*ASSIGNMENT:*
Keyword search on "player": report each line of the records that contains it.

*DATA EXTRACT:*
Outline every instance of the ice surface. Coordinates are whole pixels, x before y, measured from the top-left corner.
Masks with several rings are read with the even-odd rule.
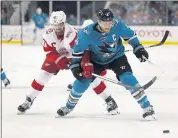
[[[121,86],[107,83],[116,100],[120,115],[110,116],[104,101],[89,89],[75,110],[64,118],[55,118],[56,111],[68,97],[66,86],[73,81],[70,71],[54,76],[32,108],[25,115],[17,115],[17,107],[24,102],[30,85],[44,60],[40,46],[2,46],[2,65],[12,83],[2,89],[3,138],[177,138],[178,137],[178,47],[148,49],[150,60],[139,63],[132,52],[127,53],[135,76],[141,84],[154,75],[160,78],[147,91],[157,121],[147,122],[142,110]],[[107,77],[115,79],[112,72]],[[163,134],[163,130],[170,130]]]

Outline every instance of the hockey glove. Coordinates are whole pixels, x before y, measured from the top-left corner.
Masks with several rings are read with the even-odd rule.
[[[83,69],[83,76],[86,78],[92,78],[92,73],[94,72],[93,64],[92,63],[85,63],[82,65]]]
[[[70,69],[74,75],[74,77],[77,79],[77,80],[81,80],[83,78],[83,75],[82,75],[82,68],[80,66],[79,63],[73,63],[70,65]]]
[[[144,48],[139,48],[136,50],[135,56],[140,60],[140,62],[145,62],[149,57],[148,52]]]
[[[69,69],[69,60],[66,57],[59,57],[56,61],[57,69]]]
[[[44,49],[49,52],[48,49]],[[46,54],[46,58],[48,62],[53,62],[56,64],[58,70],[69,69],[69,59],[66,57],[68,55],[68,51],[65,48],[61,48],[56,51],[55,49],[50,50],[48,54]]]
[[[83,69],[82,74],[86,78],[92,78],[92,73],[94,72],[94,67],[93,64],[90,62],[90,57],[90,51],[85,50],[81,60],[81,66]]]

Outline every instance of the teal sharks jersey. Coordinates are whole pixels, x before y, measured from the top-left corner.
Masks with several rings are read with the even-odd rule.
[[[93,62],[108,64],[124,55],[123,40],[127,41],[134,49],[141,46],[135,32],[117,17],[114,18],[108,33],[98,32],[96,25],[97,23],[93,23],[78,32],[73,55],[81,55],[84,50],[90,50]],[[73,56],[73,61],[77,60],[80,58]]]

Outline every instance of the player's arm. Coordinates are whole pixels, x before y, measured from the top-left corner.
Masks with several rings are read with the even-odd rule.
[[[36,20],[35,20],[35,17],[36,17],[36,15],[34,14],[33,15],[33,17],[32,17],[32,20],[35,22]]]
[[[72,63],[70,65],[70,69],[74,75],[74,77],[78,80],[83,78],[82,68],[81,68],[81,59],[84,54],[84,49],[82,48],[83,42],[80,41],[80,35],[78,34],[78,38],[75,40],[75,45],[73,46],[72,52]]]
[[[83,31],[79,31],[77,38],[75,39],[75,44],[72,48],[72,63],[81,62],[84,51],[88,50],[88,45],[88,37],[83,33]]]
[[[66,49],[56,51],[56,42],[49,40],[49,33],[52,33],[52,31],[51,28],[47,29],[46,34],[43,37],[43,49],[46,53],[46,59],[50,63],[55,63],[58,69],[68,69],[69,60],[66,58],[68,51]]]
[[[143,47],[140,44],[140,41],[136,35],[136,33],[128,27],[123,21],[121,20],[116,20],[117,23],[117,30],[121,32],[121,37],[127,41],[134,49],[136,47]]]
[[[78,34],[78,39],[76,39],[76,44],[73,47],[72,64],[70,65],[74,77],[78,80],[81,80],[83,77],[92,77],[93,65],[90,63],[88,45],[87,37]]]
[[[70,48],[73,48],[77,40],[77,30],[75,30],[75,28],[71,26],[71,31],[72,33],[70,33],[68,37],[71,38],[70,43],[69,43]]]
[[[75,59],[75,62],[73,58],[73,63],[70,65],[70,69],[76,79],[81,80],[83,77],[92,78],[94,67],[90,62],[90,59],[89,50],[82,52],[81,57]]]
[[[136,33],[122,21],[118,22],[118,29],[122,33],[121,37],[133,47],[135,56],[140,60],[140,62],[145,62],[145,58],[148,59],[149,55],[140,43]]]
[[[43,17],[45,19],[45,24],[47,24],[47,22],[48,22],[48,16],[45,13],[43,13]]]

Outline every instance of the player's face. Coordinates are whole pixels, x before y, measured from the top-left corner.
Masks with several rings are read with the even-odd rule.
[[[112,27],[112,21],[98,21],[98,24],[100,25],[101,29],[104,32],[109,32]]]
[[[36,10],[36,13],[40,15],[40,14],[42,13],[42,10],[41,10],[40,8],[38,8],[38,9]]]
[[[55,30],[56,34],[58,34],[58,35],[62,35],[64,33],[64,27],[65,27],[64,22],[53,25],[53,29]]]

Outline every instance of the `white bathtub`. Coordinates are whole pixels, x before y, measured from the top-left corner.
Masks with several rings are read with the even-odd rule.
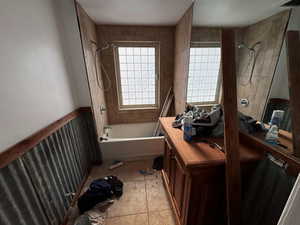
[[[151,137],[154,123],[112,125],[108,140],[99,141],[104,160],[134,160],[162,155],[164,137]]]

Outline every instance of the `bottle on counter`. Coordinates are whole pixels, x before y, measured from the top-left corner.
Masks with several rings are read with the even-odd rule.
[[[272,117],[269,123],[270,128],[265,137],[266,142],[268,142],[269,144],[273,144],[273,145],[278,144],[279,126],[283,118],[283,115],[284,115],[284,111],[282,110],[274,110],[272,113]]]
[[[277,145],[278,144],[278,127],[277,125],[271,125],[268,133],[266,134],[266,142],[269,144]]]
[[[186,116],[183,119],[183,139],[185,141],[192,141],[193,138],[193,117],[192,116]]]

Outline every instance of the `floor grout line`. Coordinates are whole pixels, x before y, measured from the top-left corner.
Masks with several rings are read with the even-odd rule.
[[[106,217],[106,219],[113,219],[113,218],[119,218],[119,217],[125,217],[125,216],[135,216],[135,215],[143,215],[143,214],[148,214],[147,212],[140,212],[140,213],[130,213],[130,214],[126,214],[126,215],[121,215],[121,216],[110,216],[110,217]]]
[[[122,218],[122,217],[127,217],[127,216],[136,216],[136,215],[145,215],[146,214],[146,216],[147,216],[147,224],[150,225],[150,213],[154,213],[154,212],[158,212],[159,213],[159,212],[164,212],[164,211],[170,211],[169,208],[168,209],[167,208],[166,209],[161,209],[161,210],[153,209],[153,210],[150,211],[151,207],[150,207],[150,203],[149,203],[149,199],[150,199],[150,193],[149,192],[151,191],[151,183],[153,181],[154,182],[155,181],[158,182],[158,180],[162,179],[162,177],[161,177],[161,175],[159,175],[159,173],[155,173],[155,174],[150,175],[150,176],[147,176],[147,175],[143,174],[140,179],[134,179],[134,178],[130,179],[130,177],[134,177],[134,174],[136,172],[139,173],[139,169],[140,169],[139,166],[131,168],[131,165],[130,165],[130,162],[129,162],[129,163],[126,163],[126,165],[124,166],[123,169],[121,169],[121,170],[124,170],[124,171],[117,171],[118,170],[117,169],[116,171],[113,172],[113,174],[115,176],[117,176],[121,180],[122,180],[122,176],[124,176],[124,180],[122,180],[124,184],[125,183],[140,183],[140,182],[144,182],[144,185],[142,185],[141,183],[140,183],[140,185],[141,185],[141,188],[144,187],[144,191],[145,191],[145,200],[146,200],[145,211],[144,212],[143,211],[142,212],[136,212],[136,213],[132,212],[132,213],[124,214],[124,215],[115,215],[115,216],[108,216],[108,211],[106,211],[106,219],[109,220],[109,219],[114,219],[114,218]],[[141,169],[144,169],[144,168],[141,168]],[[93,175],[90,174],[89,178],[91,179],[91,181],[93,179],[95,179],[95,178],[97,179],[99,176],[104,177],[104,176],[110,175],[110,171],[107,171],[107,169],[105,167],[99,168],[97,170],[94,171]],[[126,170],[128,170],[128,172]],[[135,170],[136,170],[136,172],[135,172]],[[127,180],[126,177],[128,177],[129,179]],[[149,186],[147,186],[147,184],[149,184]],[[126,193],[124,193],[124,194],[126,194]],[[117,202],[115,202],[115,204],[116,203]],[[169,201],[168,201],[168,203],[169,203]],[[145,225],[147,225],[147,224],[145,224]]]
[[[147,219],[148,219],[148,225],[150,225],[150,219],[149,219],[149,206],[148,206],[147,180],[145,180],[145,192],[146,192]]]

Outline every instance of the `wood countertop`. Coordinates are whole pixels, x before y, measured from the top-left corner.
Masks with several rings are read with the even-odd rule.
[[[163,130],[169,137],[171,144],[176,148],[186,167],[206,167],[212,165],[225,164],[225,154],[218,148],[210,147],[208,143],[186,142],[183,139],[183,131],[172,127],[175,117],[161,117],[159,121]],[[201,138],[224,146],[223,138]],[[256,161],[262,157],[262,154],[255,151],[250,146],[240,143],[240,159],[241,162]]]

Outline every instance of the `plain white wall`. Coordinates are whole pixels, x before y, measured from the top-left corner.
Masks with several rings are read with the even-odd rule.
[[[272,82],[269,98],[289,99],[289,80],[287,74],[286,42],[284,41],[274,79]]]
[[[300,30],[300,8],[292,9],[287,30]],[[283,43],[269,98],[289,99],[286,42]]]
[[[90,105],[73,0],[0,2],[0,152]]]
[[[90,106],[91,98],[83,59],[81,39],[73,0],[52,0],[66,65],[74,88],[77,106]]]

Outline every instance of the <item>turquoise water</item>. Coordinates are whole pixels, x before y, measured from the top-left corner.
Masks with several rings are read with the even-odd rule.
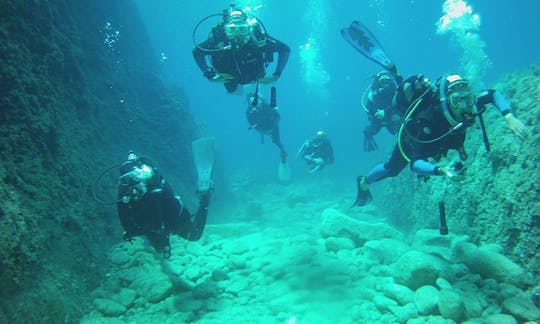
[[[138,1],[156,57],[165,53],[164,71],[189,97],[190,109],[216,135],[227,156],[225,168],[274,169],[277,150],[260,145],[246,129],[242,97],[227,95],[219,84],[210,84],[195,65],[192,31],[200,19],[220,13],[230,1]],[[336,151],[336,176],[348,177],[384,159],[393,146],[392,137],[379,135],[380,150],[365,156],[361,151],[366,123],[359,101],[369,77],[379,66],[355,52],[339,30],[352,20],[363,21],[377,36],[388,56],[404,76],[423,73],[434,79],[441,74],[463,73],[460,60],[471,44],[456,44],[452,33],[438,34],[444,1],[237,1],[254,8],[269,33],[288,44],[291,56],[276,84],[282,113],[282,138],[289,154],[317,129],[326,129]],[[472,14],[480,16],[473,31],[491,65],[483,81],[492,86],[506,73],[523,69],[540,59],[540,28],[536,15],[540,4],[533,0],[467,1]],[[470,26],[463,26],[467,30]],[[209,27],[207,27],[208,30]],[[201,31],[199,39],[206,36]],[[313,43],[316,57],[306,57],[305,45]],[[477,44],[477,43],[475,43]],[[472,45],[475,45],[472,44]],[[312,51],[313,52],[313,51]],[[466,53],[471,56],[470,51]],[[472,57],[471,57],[472,59]],[[307,63],[306,63],[307,61]],[[477,60],[478,61],[478,60]],[[320,69],[306,69],[320,66]],[[273,71],[270,66],[269,70]],[[311,73],[311,82],[306,75]],[[327,81],[327,82],[323,82]],[[269,96],[269,90],[264,90]],[[386,141],[386,144],[385,144]],[[250,153],[246,153],[249,151]],[[292,165],[295,168],[295,165]],[[299,168],[303,165],[299,165]],[[336,169],[339,167],[343,172]],[[257,171],[253,170],[253,171]],[[293,170],[294,171],[294,170]],[[302,169],[298,170],[301,173]]]
[[[403,188],[404,196],[418,191],[423,199],[406,201],[403,215],[393,220],[381,211],[403,203],[400,197],[348,209],[354,177],[385,161],[395,139],[382,132],[377,152],[362,151],[367,120],[360,97],[380,67],[339,34],[352,20],[361,20],[405,77],[423,73],[435,79],[459,72],[491,87],[505,74],[538,62],[535,9],[540,5],[238,2],[292,50],[276,84],[293,177],[285,186],[276,181],[278,150],[270,139],[261,144],[259,134],[247,129],[244,96],[208,82],[191,55],[194,26],[229,2],[138,4],[164,75],[184,89],[195,120],[216,138],[216,187],[204,237],[195,243],[173,237],[170,260],[161,259],[142,239],[111,250],[111,272],[93,292],[97,311],[83,322],[118,317],[136,323],[456,323],[472,318],[511,323],[540,317],[523,291],[528,288],[524,270],[505,256],[508,251],[464,235],[507,221],[495,212],[487,215],[503,207],[486,203],[487,198],[475,200],[475,194],[466,197],[471,201],[448,199],[451,235],[443,237],[434,229],[434,202],[454,194],[462,198],[467,189],[479,190],[477,183],[461,189],[432,179],[419,189],[413,182],[416,187]],[[195,38],[205,34],[195,33]],[[269,91],[262,88],[266,96]],[[318,129],[331,138],[336,163],[314,176],[294,155]],[[485,172],[482,183],[492,184],[489,171],[479,166],[488,163],[482,153],[473,153],[479,156],[473,170]],[[505,174],[495,182],[499,196],[507,194],[503,187],[515,185],[504,182],[511,178]],[[403,179],[391,181],[403,184],[397,182]],[[373,189],[377,196],[388,190],[379,188]],[[499,194],[493,190],[484,194]],[[477,216],[489,219],[474,226],[465,223]],[[392,227],[407,219],[414,225],[425,220],[425,228],[404,233]],[[461,231],[453,232],[456,228]],[[491,235],[494,228],[489,228]],[[528,312],[520,314],[520,306]]]

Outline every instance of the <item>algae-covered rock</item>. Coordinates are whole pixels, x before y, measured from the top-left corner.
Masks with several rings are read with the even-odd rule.
[[[456,290],[441,290],[437,306],[444,318],[452,319],[458,323],[463,319],[465,307],[461,295]]]
[[[331,252],[354,249],[354,242],[347,237],[328,237],[324,245],[326,250]]]
[[[463,305],[467,318],[479,318],[487,305],[486,297],[478,291],[467,291],[463,293]]]
[[[409,251],[392,265],[397,283],[411,289],[424,285],[434,285],[446,263],[429,254]]]
[[[212,271],[211,278],[214,281],[223,281],[229,279],[229,275],[223,269],[214,269],[214,271]]]
[[[109,260],[115,266],[122,266],[133,260],[133,257],[124,249],[115,248],[111,251],[109,255]]]
[[[222,251],[226,255],[241,255],[249,251],[249,246],[242,241],[226,241],[221,247]]]
[[[508,314],[493,314],[484,319],[485,324],[517,324],[518,321]]]
[[[321,234],[327,237],[346,237],[355,246],[362,246],[368,240],[382,238],[402,239],[403,234],[386,223],[369,223],[355,220],[333,208],[322,213]]]
[[[389,311],[392,306],[398,306],[398,303],[395,300],[384,295],[376,295],[373,298],[373,303],[381,312]]]
[[[452,284],[450,282],[448,282],[448,280],[444,279],[444,278],[437,278],[437,281],[435,281],[435,283],[437,284],[437,287],[439,287],[439,289],[452,289]]]
[[[173,285],[167,275],[157,267],[141,267],[130,288],[150,303],[158,303],[173,291]]]
[[[126,312],[126,307],[124,305],[106,298],[94,299],[94,306],[96,306],[97,310],[103,315],[109,317],[120,316]]]
[[[413,303],[403,306],[388,307],[399,323],[408,323],[407,320],[418,316],[418,310]]]
[[[452,258],[452,247],[458,242],[467,241],[467,236],[455,234],[441,235],[439,231],[432,229],[420,229],[415,232],[412,247],[433,255],[437,255],[447,261]]]
[[[422,286],[414,292],[414,304],[419,314],[429,315],[437,313],[439,291],[433,286]]]
[[[477,247],[471,243],[458,243],[455,255],[459,255],[472,271],[483,278],[492,278],[498,282],[522,284],[523,269],[506,256],[493,252],[491,249]]]
[[[412,303],[415,298],[414,291],[394,282],[384,283],[379,286],[379,289],[386,296],[396,300],[401,306]]]
[[[129,308],[133,301],[137,297],[137,292],[133,289],[122,288],[120,291],[111,297],[117,303],[124,305],[124,307]]]
[[[403,254],[411,248],[406,243],[395,239],[380,239],[370,240],[364,244],[370,251],[373,252],[382,263],[390,264],[399,259]]]
[[[523,294],[506,299],[503,302],[503,309],[520,321],[536,321],[540,319],[538,307]]]

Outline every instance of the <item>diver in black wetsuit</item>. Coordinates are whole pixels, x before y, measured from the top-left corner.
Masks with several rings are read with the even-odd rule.
[[[390,134],[396,134],[403,112],[393,104],[397,92],[394,77],[387,71],[377,73],[371,85],[362,95],[362,107],[368,115],[370,124],[364,128],[364,151],[377,149],[374,136],[381,128],[386,127]]]
[[[475,95],[469,82],[459,75],[440,78],[434,84],[422,75],[407,79],[398,90],[397,104],[408,107],[390,160],[379,164],[367,176],[357,177],[356,206],[371,201],[369,185],[387,177],[398,175],[407,164],[422,176],[456,177],[462,164],[439,166],[428,162],[445,156],[448,150],[459,152],[460,159],[467,154],[463,147],[467,127],[481,118],[485,106],[493,104],[506,119],[508,127],[520,138],[528,136],[523,123],[512,114],[502,94],[488,89]]]
[[[267,77],[266,67],[273,62],[274,53],[278,54],[277,66]],[[223,21],[212,28],[207,40],[193,49],[203,75],[210,81],[224,82],[230,93],[239,84],[277,81],[289,53],[289,46],[268,35],[260,21],[234,6],[224,10]]]
[[[125,240],[144,235],[156,250],[169,257],[170,233],[190,241],[201,237],[210,190],[199,192],[199,209],[192,215],[149,159],[130,152],[120,173],[117,208]]]
[[[287,152],[279,135],[279,110],[272,107],[257,91],[247,96],[246,118],[250,129],[255,129],[261,136],[269,135],[279,148],[281,163],[287,163]]]
[[[334,150],[325,131],[317,131],[315,137],[307,140],[298,150],[297,156],[311,166],[310,173],[322,170],[326,165],[334,163]]]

*RESULT:*
Outline every instance of the player's arm. Coordinates are whole pixels, x before y, measured from the top-left corner.
Outline every instance of the player's face. Coordinates are whole pixels, x before y, measured from the top-left corner.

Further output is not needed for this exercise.